**Data supplied**
****************

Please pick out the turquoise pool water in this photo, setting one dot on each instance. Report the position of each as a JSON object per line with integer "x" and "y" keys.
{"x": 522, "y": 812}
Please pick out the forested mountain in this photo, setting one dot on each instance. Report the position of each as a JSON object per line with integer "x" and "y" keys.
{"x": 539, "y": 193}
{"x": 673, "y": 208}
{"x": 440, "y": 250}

****************

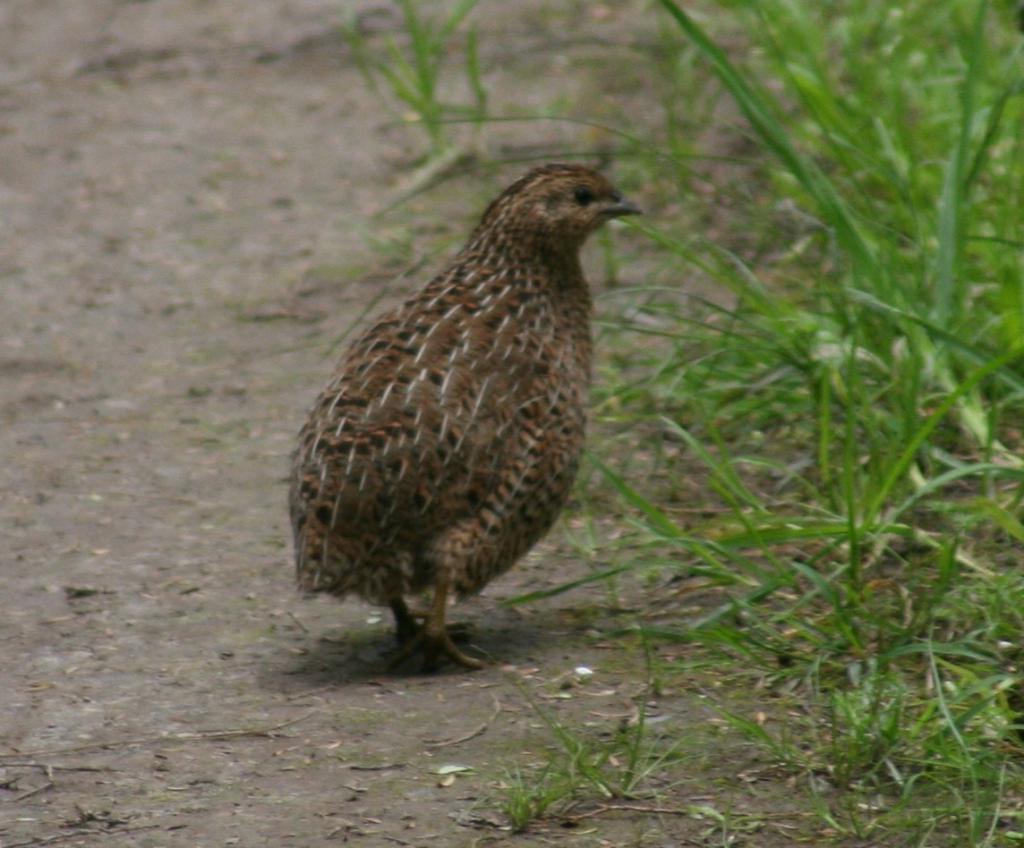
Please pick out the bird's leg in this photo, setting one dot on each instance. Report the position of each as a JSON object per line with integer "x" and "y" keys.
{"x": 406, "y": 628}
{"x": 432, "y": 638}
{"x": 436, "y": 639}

****************

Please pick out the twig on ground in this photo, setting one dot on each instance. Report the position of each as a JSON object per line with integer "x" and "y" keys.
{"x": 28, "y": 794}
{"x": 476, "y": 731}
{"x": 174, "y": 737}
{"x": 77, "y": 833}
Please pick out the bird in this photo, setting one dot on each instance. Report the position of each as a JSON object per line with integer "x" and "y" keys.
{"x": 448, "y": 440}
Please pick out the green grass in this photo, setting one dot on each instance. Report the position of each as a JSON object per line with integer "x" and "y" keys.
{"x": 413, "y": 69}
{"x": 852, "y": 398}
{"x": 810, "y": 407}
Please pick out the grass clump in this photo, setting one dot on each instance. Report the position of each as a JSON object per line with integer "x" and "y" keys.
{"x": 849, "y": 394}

****************

**Direction**
Please pull out each line above that contains the word "grass" and copy it in full.

**Solution**
Please pick out the green grass in this photo, setting one dot on each instance. Report the position of each as a JSON object per line with integer "x" and "y" keys.
Please pick out the grass clump in this photo, setting one dot on each instance. Report the position of each as a JSON object per line with integer "x" and "y" keys.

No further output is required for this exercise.